→ Selected text
-=-=-

The
backlash: By Sue Reid for the Daily Mail, Published: 17:16 EST, 15 January 2016 | Updated: 19:16
EST, 15 January 2016
Neo-Nazis on the rampage. Gun sales soaring. SUE REID warns sex attacks
by migrants have unleashed dark forces in Germany that have disturbing echoes
of the past
·
In contrast,
Eurosceptic party AfD hit an all-time high in an opinion poll
In Leipzig on
Monday 500 thugs set cars ablaze and attacked shops and fast food restaurants,
some of them belonging to migrants
·
Came after the mass
sex attacks in Cologne on New Year’s Eve
Sitting in his white-walled room on the second floor of
an anonymous office block, the German
politician
talks from the heart. He states emotionally that his country has changed
forever; that the European Union is finished and Chancellor Angela Merkel’s
days are numbered. ‘Frau Merkel, she’s not right in the head,’ adds 46-year-old
Siegbert Droese, pointing his finger at his temple.

-=-=-

→ Records supplied

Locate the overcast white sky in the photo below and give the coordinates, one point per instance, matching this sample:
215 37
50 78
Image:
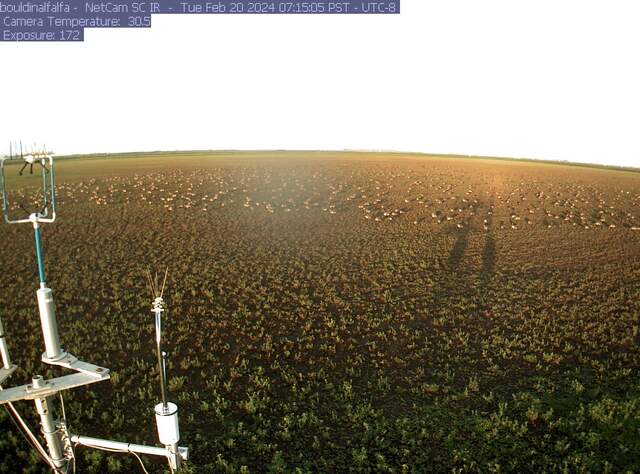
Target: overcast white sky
542 79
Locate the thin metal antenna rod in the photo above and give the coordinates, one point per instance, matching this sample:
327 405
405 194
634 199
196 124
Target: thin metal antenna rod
161 362
36 229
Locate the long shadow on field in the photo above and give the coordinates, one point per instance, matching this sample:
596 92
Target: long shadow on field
457 252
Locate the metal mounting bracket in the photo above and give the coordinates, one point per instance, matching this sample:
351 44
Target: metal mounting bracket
6 373
50 387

-=-=-

→ Tasks for this exercise
- A) Translate this sentence from the article on the backlash in Germany into Spanish: "He states emotionally that his country has changed forever; that the European Union is finished and Chancellor Angela Merkel’s days are numbered."
- B) Convert the stretch of the listing from the line containing "Locate the metal" through the end of the listing into a Markdown table with the columns Row and Entry. Number each line and skip any blank lines.

→ Task results
- A) Afirma con emoción que su país ha cambiado para siempre; que la Unión Europea está acabada y que los días de la canciller Angela Merkel están contados.

- B)
| Row | Entry |
|---|---|
| 1 | Locate the metal mounting bracket in the photo above and give the coordinates, one point per instance, matching this sample: |
| 2 | 351 44 |
| 3 | Target: metal mounting bracket |
| 4 | 6 373 |
| 5 | 50 387 |